Text for analysis:
________________________________________
May the force (of your hand) be with you. :littleguy

Hi guys

I know this is a fairly old thread but just thought I’d offer some help and also to correct the Kegels exercise.

The most important thing to understand is that you should not stop peeing mid stream as that can cause reflux back up to the kidneys and create problems. So whilst this is in effect what a Kegels exercise is, it should not be done while peeing (urinating).

I could also give a web link to a professional video on Erectile Dysfunction which demonstrates the Kegels exercises but I don’t know if that is allowed on this forum so until someone tells me that is OK I won’t. I find this forum to helpful to be ‘terminated’.

USANA69

Originally Posted by Usana69
The most important thing to understand is that you should not stop peeing mid stream as that can cause reflux back up to the kidneys and create problems.

This is not true. Stopping and starting the urine stream involves only the bladder and the urinary sphincter. It will not cause a reflux of urine up the ureters into the kidneys.

Telling someone to stop urinating in mid-stream is the easiest way to demonstrate which muscles to use for the Kegel exercise, but in actuality the muscle contracted has little to do with urine flow. See this article (as I linked to in a previous post in this thread) for an explanation of the whole thing.

Please do post the link to the ED site and thanks for your participation.

Hi Guys

Thanks Thunder - the link to the ED video is

Now onto the issue of practising Pelvic Floor (Kegel) exercises by stopping mid stream urination.

An article by Bump RC, Hurt WG, Fantl JA and Wyman JA (1991) Assessment of Kegel pelvic muscle exercise performance after brief verbal instruction. American Journal of Obstetrics and Gynecology. Suggested that stopping urination mid stream produced a loss of co-ordination between relaxation of the urethral sphincter and detrusor contraction otherwise known as Detrusor-sphincter dyssinergia (DSD). This is commonly seen in spinal cord injured patients.
________________________________________
Exercises to complete:
1 > Answer these about the forum thread on Kegel exercises:
(a) According to USANA69's first post, what can stopping peeing mid stream cause?
(b) According to the reply quoting USANA69, which two things does stopping and starting the urine stream involve?
(c) In which journal did the 1991 article by Bump RC, Hurt WG, Fantl JA and Wyman JA appear?
2 > Carry the forum thread on Kegel exercises forward, starting right after its last sentence.

Records provided:
________________________________________
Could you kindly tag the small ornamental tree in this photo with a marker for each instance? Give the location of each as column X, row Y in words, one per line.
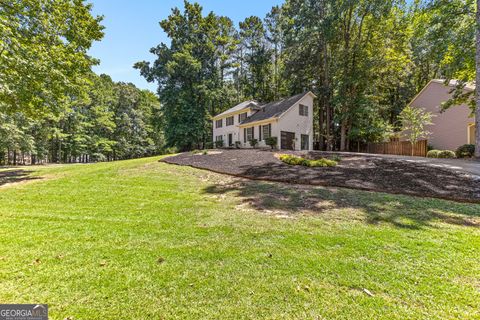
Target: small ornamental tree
column 414, row 121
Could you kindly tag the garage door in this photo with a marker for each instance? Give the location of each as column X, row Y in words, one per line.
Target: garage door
column 287, row 140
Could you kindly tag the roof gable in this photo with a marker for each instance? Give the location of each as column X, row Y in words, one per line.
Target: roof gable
column 239, row 107
column 275, row 109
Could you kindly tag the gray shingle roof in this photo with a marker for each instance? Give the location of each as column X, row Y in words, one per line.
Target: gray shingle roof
column 274, row 109
column 239, row 107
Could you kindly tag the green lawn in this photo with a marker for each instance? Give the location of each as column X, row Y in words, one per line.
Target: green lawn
column 141, row 239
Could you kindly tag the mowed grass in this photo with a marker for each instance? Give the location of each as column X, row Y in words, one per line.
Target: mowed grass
column 141, row 239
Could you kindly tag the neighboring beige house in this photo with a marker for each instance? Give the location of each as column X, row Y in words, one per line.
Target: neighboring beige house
column 290, row 120
column 451, row 128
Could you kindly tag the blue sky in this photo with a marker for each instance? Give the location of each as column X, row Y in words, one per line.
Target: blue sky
column 131, row 29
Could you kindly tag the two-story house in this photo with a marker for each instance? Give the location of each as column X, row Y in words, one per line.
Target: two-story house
column 290, row 120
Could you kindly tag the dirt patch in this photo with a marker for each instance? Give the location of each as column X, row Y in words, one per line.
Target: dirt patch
column 373, row 173
column 15, row 176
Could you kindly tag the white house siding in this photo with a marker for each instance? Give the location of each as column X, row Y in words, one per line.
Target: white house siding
column 292, row 121
column 225, row 130
column 261, row 143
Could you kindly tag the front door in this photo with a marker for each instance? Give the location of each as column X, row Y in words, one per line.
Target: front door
column 287, row 140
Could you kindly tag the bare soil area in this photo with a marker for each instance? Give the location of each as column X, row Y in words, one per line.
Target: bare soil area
column 366, row 172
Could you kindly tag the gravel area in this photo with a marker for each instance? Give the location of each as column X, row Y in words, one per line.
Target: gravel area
column 367, row 172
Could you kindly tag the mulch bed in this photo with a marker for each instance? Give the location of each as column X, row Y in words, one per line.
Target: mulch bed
column 354, row 171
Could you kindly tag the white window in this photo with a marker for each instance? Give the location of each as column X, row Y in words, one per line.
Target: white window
column 242, row 116
column 267, row 131
column 303, row 110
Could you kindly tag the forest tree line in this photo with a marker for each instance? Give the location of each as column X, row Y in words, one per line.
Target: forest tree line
column 364, row 59
column 53, row 108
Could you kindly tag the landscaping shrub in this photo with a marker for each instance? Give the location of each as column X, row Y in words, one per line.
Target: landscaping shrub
column 294, row 160
column 466, row 151
column 440, row 154
column 336, row 158
column 433, row 153
column 271, row 141
column 219, row 144
column 322, row 163
column 446, row 154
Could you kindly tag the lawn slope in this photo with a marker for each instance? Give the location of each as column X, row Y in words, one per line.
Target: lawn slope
column 141, row 239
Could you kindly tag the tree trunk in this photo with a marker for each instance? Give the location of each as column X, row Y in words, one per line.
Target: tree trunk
column 343, row 135
column 477, row 84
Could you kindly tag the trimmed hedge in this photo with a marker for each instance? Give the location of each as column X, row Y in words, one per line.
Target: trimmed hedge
column 299, row 161
column 445, row 154
column 465, row 151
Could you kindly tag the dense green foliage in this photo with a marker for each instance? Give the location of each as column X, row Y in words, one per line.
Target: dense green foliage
column 116, row 121
column 295, row 160
column 52, row 107
column 43, row 53
column 414, row 122
column 365, row 60
column 140, row 239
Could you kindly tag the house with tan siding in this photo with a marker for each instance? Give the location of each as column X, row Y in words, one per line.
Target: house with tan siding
column 451, row 128
column 290, row 120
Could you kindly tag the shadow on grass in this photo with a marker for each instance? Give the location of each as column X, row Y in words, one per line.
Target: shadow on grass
column 15, row 176
column 369, row 207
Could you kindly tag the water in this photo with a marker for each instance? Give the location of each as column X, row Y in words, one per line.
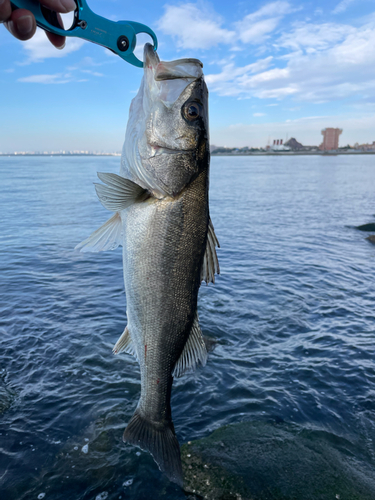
________________________________________
Expected outputs:
1 >
(a) Reflux back up to the kidneys, which can create problems.
(b) The bladder and the urinary sphincter.
(c) The American Journal of Obstetrics and Gynecology.

2 >
Kathleen Kobashi and Gary Leach in an article on Bladder Dysfunction for the Multiple Sclerosis International Federation suggested that DSD may result in increased intravesical pressure and an increased risk of kidney damage -

In another article

It states that DSD can result in high pressures in the bladder during urination. This can in turn result in urinary infection and bladder and kidney damage. DSD is more dangerous in men because the male sphincter muscles are much stronger than the female’s. This means that in men bladder pressures can rise to levels that endanger the kidneys.

Hope this helps

BW

USANA69

DSD (see this ) is a problem for people with spinal cord injuries. The detrusor muscle (part of the urinary bladder that contracts to expel urine) might contract against a closed urinary sphincter and this might force urine up the ureters into the kidneys. People without a spinal cord injury are not likely to experience uncoordinated contraction of the detrusor and the urinary sphincter. If one is to give this as a warning, it should be in the context of a spinal cord injury and not just a blanket statement of fact.

This is quite correct but what Bump et al were saying is that DSD can be ‘mimicked’ by the practice of stopping mid stream. In the UK this method of practising the pelvic floor muscles exercises is now avoided.

I have to be at work to retrieve full text articles, but the abstract of Bump’s paper doesn’t talk about DSD. It’s about how women perform Kegel’s exercise after receiving verbal instructions and how only half of them did the exercise correctly. I’d think if he felt there was some danger in stopping urine flow it would show up in the abstract. If you have the full text of this please PM me.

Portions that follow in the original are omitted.